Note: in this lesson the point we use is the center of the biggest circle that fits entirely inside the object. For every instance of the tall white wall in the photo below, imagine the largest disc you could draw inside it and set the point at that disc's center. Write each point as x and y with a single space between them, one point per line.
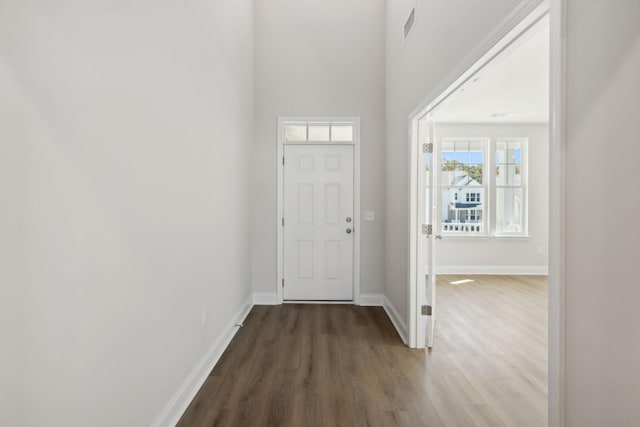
525 255
602 292
318 58
127 149
13 266
444 33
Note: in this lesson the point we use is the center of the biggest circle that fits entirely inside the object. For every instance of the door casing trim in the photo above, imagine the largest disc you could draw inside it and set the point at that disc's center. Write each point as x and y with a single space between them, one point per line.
356 197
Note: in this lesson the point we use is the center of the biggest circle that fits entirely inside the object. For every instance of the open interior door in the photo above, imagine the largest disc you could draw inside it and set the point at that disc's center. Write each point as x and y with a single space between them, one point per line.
426 246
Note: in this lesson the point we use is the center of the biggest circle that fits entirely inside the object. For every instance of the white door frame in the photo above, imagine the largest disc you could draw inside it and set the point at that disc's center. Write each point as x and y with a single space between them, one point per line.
355 121
527 12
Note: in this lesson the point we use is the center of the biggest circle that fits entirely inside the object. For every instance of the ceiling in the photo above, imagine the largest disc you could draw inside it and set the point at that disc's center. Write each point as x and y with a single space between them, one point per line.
512 88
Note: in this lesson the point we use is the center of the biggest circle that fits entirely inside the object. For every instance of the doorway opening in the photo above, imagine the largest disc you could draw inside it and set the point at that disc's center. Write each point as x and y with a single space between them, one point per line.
318 201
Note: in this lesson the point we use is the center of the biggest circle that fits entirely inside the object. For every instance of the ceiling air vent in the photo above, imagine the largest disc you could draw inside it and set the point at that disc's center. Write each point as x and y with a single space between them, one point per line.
408 26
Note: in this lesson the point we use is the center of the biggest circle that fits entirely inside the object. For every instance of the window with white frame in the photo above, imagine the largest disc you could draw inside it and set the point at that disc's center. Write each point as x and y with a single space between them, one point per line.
466 187
510 187
463 188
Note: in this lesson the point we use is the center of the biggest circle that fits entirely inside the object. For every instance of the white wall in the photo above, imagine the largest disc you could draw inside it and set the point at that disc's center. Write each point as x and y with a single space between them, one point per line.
12 257
131 138
602 292
318 59
511 255
444 33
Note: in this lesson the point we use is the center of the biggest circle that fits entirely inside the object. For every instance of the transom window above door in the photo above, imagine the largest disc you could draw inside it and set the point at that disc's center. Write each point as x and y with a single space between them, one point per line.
319 132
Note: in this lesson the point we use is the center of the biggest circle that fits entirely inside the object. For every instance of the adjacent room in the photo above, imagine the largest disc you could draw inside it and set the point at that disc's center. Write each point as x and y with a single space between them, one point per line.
266 212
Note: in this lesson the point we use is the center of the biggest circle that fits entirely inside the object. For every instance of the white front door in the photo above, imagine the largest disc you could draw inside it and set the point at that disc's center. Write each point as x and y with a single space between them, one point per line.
318 222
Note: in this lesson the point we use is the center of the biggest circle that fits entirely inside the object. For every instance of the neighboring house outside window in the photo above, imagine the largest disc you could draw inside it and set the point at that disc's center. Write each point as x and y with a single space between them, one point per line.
465 187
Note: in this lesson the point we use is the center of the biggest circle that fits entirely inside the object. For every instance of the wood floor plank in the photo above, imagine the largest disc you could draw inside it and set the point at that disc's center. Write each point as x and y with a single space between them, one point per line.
343 365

*Exercise brief*.
Output each of the lines above exactly, apart from the images.

*Finished exercise*.
Note: in this lesson the point we use is the center of the biggest circle that fits entirely inside the object. For every instance of the tall white wall in the photo below, imagine the largest disc you could draw inside it and set the point at that disc's center. Write each point as x and y with a single space between them, one point per line.
525 255
602 292
318 58
127 149
13 266
444 33
Note: in this lesson the point we use is the center of the biggest circle that fits entirely inside the object. For every instance of the door casing trim in the photo above, imagine the largest disc you could draw inside it and set the point at that disc's center. Write each point as x and y with a single space between them, one point per line.
356 197
Note: in this lesson the point we use is the center of the biggest circle that fits entirely inside the object. For every instance of the open interior door in the photo above, imagine the largest disc you could draw inside it and set the point at that disc's center. Write each point as x and y with a single space between them, one point per line.
426 246
Note: in this lesson the point we use is the center of the biggest circle that fits entirely inside the object. For every instance of the white door frame in the photo above, imagine the largest disc you could draw inside it and set the point at that disc's center. Write each point as x and y with a single space between them, one point per line.
355 121
527 12
Note: in this lesson the point we use is the center of the biggest circle that fits entirely inside the object. For every instance of the ceiling in the photo above, imagine the largest disc you could draw inside it and set the point at that disc's center. Write each point as x and y with a single space between them, one point per line.
512 88
Note: in this lesson the point we use is the center of the biggest circle that fits entirely inside the object. For every instance of the doorway opening in the photo above, imagine the largest disc you could draw inside it and set the point at that disc's center. Write each point as x and y with a single space between them, one point per line.
318 201
Note: in this lesson the point we use is the center of the biggest circle that fits entirely inside the object. For every instance of the ceiling air vent in the photo above, imagine the largest disc you could draw inside it and set the point at that disc's center. Write each point as x and y with a single space between them, one point per line.
408 26
Note: in this lesson the point we use is the center of the biggest circle that fits entirely inside the object. For every instance of the window with white frame in the photo above, imagine the largest disc you could draw inside it and set the point at that disc's center. Write each point as x and y with a single space between them, one point per line.
466 187
510 187
463 188
Note: in this lesson the point we use is the center of the biggest circle that fits entirely inside the object. For every instance of the white wall in the photo above, imagine the largest disc you could draw inside it and set the point at that disc's center. Write each point as x and y with a single space between them, one point per line.
12 257
131 138
602 292
318 59
511 255
444 33
Note: in this lesson the point we use is the center of the biggest circle that fits entirely inside the object. For every instance of the transom window above door in the photo above, imagine the largest disc you could draw inside it and set the point at that disc's center. Write each point as x and y with a single space between them, one point per line.
319 132
Note: in this lesson the point we use is the center of the biggest circle that fits entirely inside the object. For every instance of the adjacent room in the photo above, imagine the largest disc you could draw inside it and set the point at that disc's center. Write each point as x and y with a single space between them, one point per line.
266 212
Note: in this lesson the point we use is the center of the biggest circle that fits entirely inside the object. For every instance of the white front door in the photo above, imagine the largest disc you could draw inside it and set the point at that disc's center. Write each point as x and y with a single space between them, one point per line.
318 222
Note: in this lesson the point we use is the center of the biggest circle that fits entirely inside the object. For every instance of the neighboring house outside window in the photo above, imagine the largest disc you could draw inside it and set the point at that disc's center. Write each point as x and y with a single space between them, one point per line.
465 187
Note: in this lesson the point we use is the center of the biggest circle that fits entirely inside the object. For every instance of the wood floor plank in the photo above, imagine the largest disc you could draw inside it and set the point at that disc's center. Write each point as x and y with a single space between them, one point per line.
343 365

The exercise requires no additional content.